▶ [GIVEN INSTRUCTION] Transcribe every entry word for word, leaving out all images.

▶ [LISTED ENTRIES]
━━━━
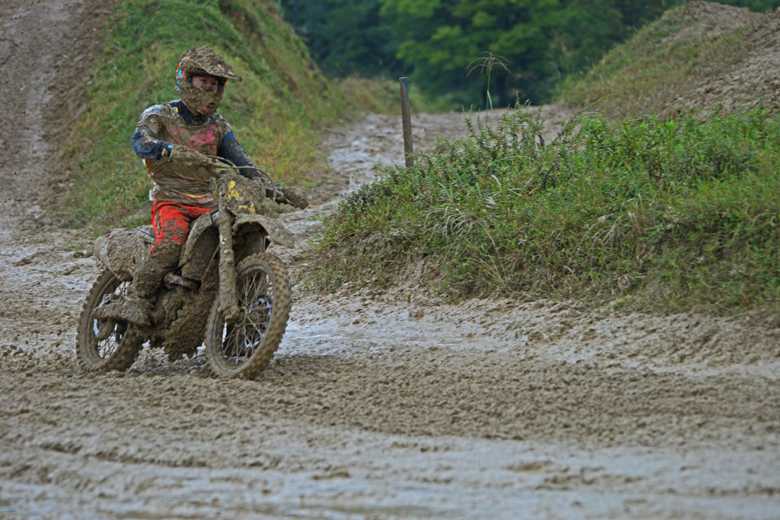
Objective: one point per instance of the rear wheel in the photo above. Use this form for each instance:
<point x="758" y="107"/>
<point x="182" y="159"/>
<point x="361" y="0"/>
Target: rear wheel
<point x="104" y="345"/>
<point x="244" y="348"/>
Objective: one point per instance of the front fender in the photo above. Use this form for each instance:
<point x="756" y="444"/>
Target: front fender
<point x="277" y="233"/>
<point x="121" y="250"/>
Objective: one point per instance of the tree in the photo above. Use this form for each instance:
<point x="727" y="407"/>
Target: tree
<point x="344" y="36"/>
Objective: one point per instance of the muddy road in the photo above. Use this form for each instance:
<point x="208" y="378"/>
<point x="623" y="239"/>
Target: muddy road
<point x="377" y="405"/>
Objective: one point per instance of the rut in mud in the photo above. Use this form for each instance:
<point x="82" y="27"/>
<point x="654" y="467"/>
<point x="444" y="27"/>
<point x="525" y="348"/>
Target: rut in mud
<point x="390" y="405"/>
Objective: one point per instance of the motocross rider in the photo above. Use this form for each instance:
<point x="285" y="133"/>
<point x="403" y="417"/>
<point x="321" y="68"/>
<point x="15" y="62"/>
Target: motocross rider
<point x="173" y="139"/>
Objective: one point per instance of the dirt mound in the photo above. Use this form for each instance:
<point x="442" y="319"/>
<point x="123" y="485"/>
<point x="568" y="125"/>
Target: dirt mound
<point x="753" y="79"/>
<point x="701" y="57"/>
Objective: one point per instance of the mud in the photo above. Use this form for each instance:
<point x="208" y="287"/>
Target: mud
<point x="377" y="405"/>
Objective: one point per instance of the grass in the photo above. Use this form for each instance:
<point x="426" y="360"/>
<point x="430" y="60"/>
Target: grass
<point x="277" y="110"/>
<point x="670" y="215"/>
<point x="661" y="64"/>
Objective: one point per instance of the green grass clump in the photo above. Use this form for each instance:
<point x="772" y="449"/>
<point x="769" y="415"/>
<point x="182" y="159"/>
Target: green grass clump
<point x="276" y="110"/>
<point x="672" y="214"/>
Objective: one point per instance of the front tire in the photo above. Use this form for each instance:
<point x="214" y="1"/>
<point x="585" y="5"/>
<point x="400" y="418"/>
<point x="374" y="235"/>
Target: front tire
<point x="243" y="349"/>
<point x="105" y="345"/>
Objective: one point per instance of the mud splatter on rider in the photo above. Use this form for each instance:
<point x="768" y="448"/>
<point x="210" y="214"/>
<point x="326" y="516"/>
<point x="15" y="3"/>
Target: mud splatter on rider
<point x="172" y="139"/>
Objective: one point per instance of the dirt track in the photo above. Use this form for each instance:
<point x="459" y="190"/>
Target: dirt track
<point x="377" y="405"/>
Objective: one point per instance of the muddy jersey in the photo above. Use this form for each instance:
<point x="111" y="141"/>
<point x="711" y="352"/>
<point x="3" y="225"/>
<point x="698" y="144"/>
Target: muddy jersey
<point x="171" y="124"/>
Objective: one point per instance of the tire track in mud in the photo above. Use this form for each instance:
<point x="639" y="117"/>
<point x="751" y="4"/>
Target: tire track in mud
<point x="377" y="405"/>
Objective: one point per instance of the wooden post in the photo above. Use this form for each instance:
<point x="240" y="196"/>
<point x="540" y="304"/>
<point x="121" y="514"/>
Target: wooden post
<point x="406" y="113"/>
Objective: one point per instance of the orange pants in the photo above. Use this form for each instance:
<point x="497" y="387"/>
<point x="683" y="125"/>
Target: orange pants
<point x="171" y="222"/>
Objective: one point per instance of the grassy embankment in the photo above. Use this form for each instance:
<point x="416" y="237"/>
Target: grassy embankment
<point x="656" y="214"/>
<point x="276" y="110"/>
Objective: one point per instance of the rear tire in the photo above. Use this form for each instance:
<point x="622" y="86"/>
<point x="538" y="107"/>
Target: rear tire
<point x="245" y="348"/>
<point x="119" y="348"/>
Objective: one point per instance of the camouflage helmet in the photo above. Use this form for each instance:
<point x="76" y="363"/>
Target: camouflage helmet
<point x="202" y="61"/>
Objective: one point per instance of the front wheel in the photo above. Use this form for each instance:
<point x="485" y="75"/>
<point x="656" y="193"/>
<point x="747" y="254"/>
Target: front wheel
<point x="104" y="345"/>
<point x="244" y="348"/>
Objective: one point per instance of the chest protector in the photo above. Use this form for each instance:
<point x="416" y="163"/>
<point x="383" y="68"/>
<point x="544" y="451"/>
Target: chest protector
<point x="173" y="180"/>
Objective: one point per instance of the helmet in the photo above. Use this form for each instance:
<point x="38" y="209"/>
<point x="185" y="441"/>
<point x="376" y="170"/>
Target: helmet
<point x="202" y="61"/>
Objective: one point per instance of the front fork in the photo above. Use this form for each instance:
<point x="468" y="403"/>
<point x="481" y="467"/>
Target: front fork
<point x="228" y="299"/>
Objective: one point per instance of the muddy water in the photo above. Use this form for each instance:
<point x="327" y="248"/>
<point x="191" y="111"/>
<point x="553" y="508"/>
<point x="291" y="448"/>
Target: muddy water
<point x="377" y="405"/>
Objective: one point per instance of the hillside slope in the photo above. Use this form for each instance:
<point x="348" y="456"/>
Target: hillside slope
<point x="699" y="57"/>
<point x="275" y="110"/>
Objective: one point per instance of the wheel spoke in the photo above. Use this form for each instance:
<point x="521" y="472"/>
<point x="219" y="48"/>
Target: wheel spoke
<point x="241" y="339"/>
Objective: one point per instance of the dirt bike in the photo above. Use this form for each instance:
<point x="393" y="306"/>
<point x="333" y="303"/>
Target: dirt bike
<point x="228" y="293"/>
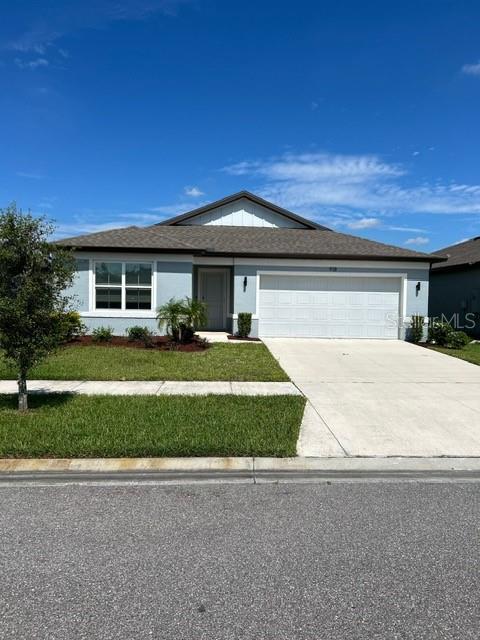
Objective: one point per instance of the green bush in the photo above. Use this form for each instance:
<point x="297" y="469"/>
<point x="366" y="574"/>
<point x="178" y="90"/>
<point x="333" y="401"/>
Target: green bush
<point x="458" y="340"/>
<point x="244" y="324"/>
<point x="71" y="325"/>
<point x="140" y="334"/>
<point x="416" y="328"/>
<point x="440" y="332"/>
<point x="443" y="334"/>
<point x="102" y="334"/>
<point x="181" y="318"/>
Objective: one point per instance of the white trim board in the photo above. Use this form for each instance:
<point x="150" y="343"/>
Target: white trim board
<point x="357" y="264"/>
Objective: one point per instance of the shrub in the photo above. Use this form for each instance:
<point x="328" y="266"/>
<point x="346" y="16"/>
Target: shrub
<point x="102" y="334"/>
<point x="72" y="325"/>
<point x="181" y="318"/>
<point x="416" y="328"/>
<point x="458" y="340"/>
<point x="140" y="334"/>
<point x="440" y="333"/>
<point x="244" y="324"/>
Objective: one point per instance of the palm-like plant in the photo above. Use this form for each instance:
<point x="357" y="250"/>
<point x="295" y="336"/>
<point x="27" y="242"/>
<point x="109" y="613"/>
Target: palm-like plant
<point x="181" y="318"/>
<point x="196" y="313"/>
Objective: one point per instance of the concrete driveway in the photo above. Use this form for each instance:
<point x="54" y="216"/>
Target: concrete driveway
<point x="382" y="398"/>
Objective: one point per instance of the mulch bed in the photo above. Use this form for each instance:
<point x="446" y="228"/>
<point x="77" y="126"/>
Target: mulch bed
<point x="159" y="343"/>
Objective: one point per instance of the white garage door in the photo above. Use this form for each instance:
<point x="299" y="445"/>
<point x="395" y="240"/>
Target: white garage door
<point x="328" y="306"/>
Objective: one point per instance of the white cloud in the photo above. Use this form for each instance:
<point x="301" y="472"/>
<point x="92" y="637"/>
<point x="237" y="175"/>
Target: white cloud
━━━━
▶ [TASK RESPONSE]
Objective: one point per instance of the rear wheel in the photo above. Use this form for each instance:
<point x="758" y="107"/>
<point x="182" y="159"/>
<point x="361" y="0"/>
Target: rear wheel
<point x="104" y="345"/>
<point x="244" y="348"/>
Objective: one point per instance of the front fender in the photo above. Use this form for each instance:
<point x="756" y="444"/>
Target: front fender
<point x="277" y="233"/>
<point x="121" y="250"/>
Objective: one point per instance of the tree in the photo above. Use this form for each instance:
<point x="727" y="407"/>
Target: tree
<point x="344" y="36"/>
Objective: one point per instance of the muddy road in the photo above. Use this form for each instance:
<point x="208" y="378"/>
<point x="623" y="239"/>
Target: muddy road
<point x="377" y="405"/>
Objective: one point per instance of the rut in mud in the photo above. Use this form for each instance:
<point x="82" y="27"/>
<point x="654" y="467"/>
<point x="444" y="27"/>
<point x="525" y="348"/>
Target: rut in mud
<point x="390" y="405"/>
Objective: one point per instance of the motocross rider in the photo above. Use this form for each instance:
<point x="285" y="133"/>
<point x="403" y="417"/>
<point x="321" y="68"/>
<point x="15" y="62"/>
Target: motocross rider
<point x="173" y="139"/>
Objective: one point per instance of the dirt mound in the photo above. Use this form for each instance:
<point x="442" y="319"/>
<point x="123" y="485"/>
<point x="568" y="125"/>
Target: dirt mound
<point x="753" y="79"/>
<point x="701" y="57"/>
Objective: one point per instance of the mud in the photo above. Use this form for each instance:
<point x="208" y="287"/>
Target: mud
<point x="377" y="405"/>
Objective: one point per instance of the grass in the photo above. Use this form for each instance:
<point x="426" y="360"/>
<point x="430" y="60"/>
Target: grass
<point x="277" y="110"/>
<point x="670" y="215"/>
<point x="661" y="64"/>
Objective: one point per instance of the green grass clump in the photo above. Use this form for each instance:
<point x="772" y="449"/>
<point x="769" y="415"/>
<point x="182" y="159"/>
Target: green grass clump
<point x="276" y="110"/>
<point x="672" y="214"/>
Objective: one point per instance of the front tire in the photo above. Use this form for each instance:
<point x="214" y="1"/>
<point x="585" y="5"/>
<point x="400" y="418"/>
<point x="374" y="235"/>
Target: front tire
<point x="243" y="349"/>
<point x="105" y="345"/>
Objective: one point per instance of the mud splatter on rider in the photo above. Use this form for each instance:
<point x="768" y="448"/>
<point x="210" y="214"/>
<point x="326" y="516"/>
<point x="15" y="3"/>
Target: mud splatter on rider
<point x="172" y="139"/>
Objective: one point per instance of the dirt track in the photo above. Use this form for each instance:
<point x="459" y="190"/>
Target: dirt track
<point x="377" y="405"/>
Objective: one point per instance of the muddy jersey in the photo above. Use this form for each instance:
<point x="111" y="141"/>
<point x="711" y="352"/>
<point x="3" y="225"/>
<point x="698" y="144"/>
Target: muddy jersey
<point x="171" y="124"/>
Objective: one point per instance of the tire track in mud in the photo above. Use this form for each instance:
<point x="639" y="117"/>
<point x="751" y="4"/>
Target: tire track in mud
<point x="377" y="405"/>
Objective: one point per instance of the wooden post in the photo above. Use this form for each instance:
<point x="240" y="196"/>
<point x="540" y="304"/>
<point x="121" y="514"/>
Target: wooden post
<point x="406" y="113"/>
Objective: one point per instance of the orange pants in the photo above. Use this form for each instance:
<point x="497" y="387"/>
<point x="683" y="125"/>
Target: orange pants
<point x="171" y="222"/>
Objective: one point per instance of the grassy embankment in the photo above. Use this form for each instance:
<point x="416" y="237"/>
Target: grassy embankment
<point x="656" y="214"/>
<point x="276" y="110"/>
Objective: one point per instance of the rear tire in the photo above. Use this form for each instance:
<point x="622" y="86"/>
<point x="538" y="107"/>
Target: rear tire
<point x="245" y="348"/>
<point x="119" y="348"/>
Objective: one point per instance of the camouflage helmet in the photo above. Use this form for each instance:
<point x="76" y="363"/>
Target: camouflage helmet
<point x="202" y="61"/>
Objective: one point per instance of the front wheel in the photo above. Use this form for each instance:
<point x="485" y="75"/>
<point x="656" y="193"/>
<point x="747" y="254"/>
Target: front wheel
<point x="104" y="345"/>
<point x="244" y="348"/>
Objective: one point per instance of the chest protector in the photo above. Use this form for each instance:
<point x="416" y="163"/>
<point x="383" y="68"/>
<point x="544" y="451"/>
Target: chest protector
<point x="173" y="180"/>
Objective: one point per instance of the helmet in the photo above. Use this form for each instance:
<point x="38" y="209"/>
<point x="185" y="441"/>
<point x="376" y="170"/>
Target: helmet
<point x="202" y="61"/>
Objective: one point per instance of the front fork in the photo above. Use this form for each instance:
<point x="468" y="403"/>
<point x="481" y="467"/>
Target: front fork
<point x="228" y="299"/>
Objective: one point per instance of the muddy water in the photo above. Use this form for each instance:
<point x="327" y="248"/>
<point x="191" y="111"/>
<point x="553" y="508"/>
<point x="291" y="448"/>
Target: muddy water
<point x="377" y="405"/>
Objective: one point per instance of the hillside slope in the photo above. Use this form for each instance:
<point x="348" y="456"/>
Target: hillside slope
<point x="699" y="57"/>
<point x="275" y="110"/>
Objective: one point per instance of the wheel spoke in the photo above. Use this form for each instance:
<point x="521" y="472"/>
<point x="219" y="48"/>
Target: wheel spoke
<point x="241" y="339"/>
Objective: one point per instance of the dirt bike in the photo above. Use this form for each instance:
<point x="393" y="306"/>
<point x="333" y="303"/>
Target: dirt bike
<point x="228" y="293"/>
Objective: one point per instance of the green bush in the photo above. Use this form for each instance:
<point x="297" y="469"/>
<point x="366" y="574"/>
<point x="178" y="90"/>
<point x="333" y="401"/>
Target: green bush
<point x="458" y="340"/>
<point x="244" y="324"/>
<point x="71" y="325"/>
<point x="140" y="334"/>
<point x="416" y="328"/>
<point x="440" y="332"/>
<point x="443" y="334"/>
<point x="102" y="334"/>
<point x="181" y="318"/>
Objective: one point per instance of the white trim board in the photo above. Use this form for each instance:
<point x="150" y="343"/>
Target: white trim board
<point x="357" y="264"/>
Objective: one point per instance of the shrub in the photo above. Use this form for each instance:
<point x="328" y="266"/>
<point x="346" y="16"/>
Target: shrub
<point x="102" y="334"/>
<point x="72" y="325"/>
<point x="181" y="318"/>
<point x="416" y="328"/>
<point x="458" y="340"/>
<point x="140" y="334"/>
<point x="440" y="333"/>
<point x="244" y="324"/>
Objective: one point per instance of the palm-like plant in the photo above. Use this form for each instance:
<point x="357" y="250"/>
<point x="295" y="336"/>
<point x="27" y="242"/>
<point x="109" y="613"/>
Target: palm-like plant
<point x="181" y="318"/>
<point x="196" y="313"/>
Objective: one point per instance of the concrete driveway in the photo above. Use this form for each instance:
<point x="54" y="216"/>
Target: concrete driveway
<point x="382" y="398"/>
Objective: one point per instance of the mulch bed in the photo above. Use this form for each instance:
<point x="446" y="228"/>
<point x="77" y="126"/>
Target: mulch bed
<point x="159" y="343"/>
Objective: one point per instance of the white garage door in the photo above. Use this form for each instance:
<point x="299" y="445"/>
<point x="395" y="240"/>
Target: white garage door
<point x="328" y="306"/>
Objective: one point per instance of the white cloud in the photo above. Use this form for each instance:
<point x="301" y="472"/>
<point x="92" y="637"/>
<point x="237" y="175"/>
Target: white cloud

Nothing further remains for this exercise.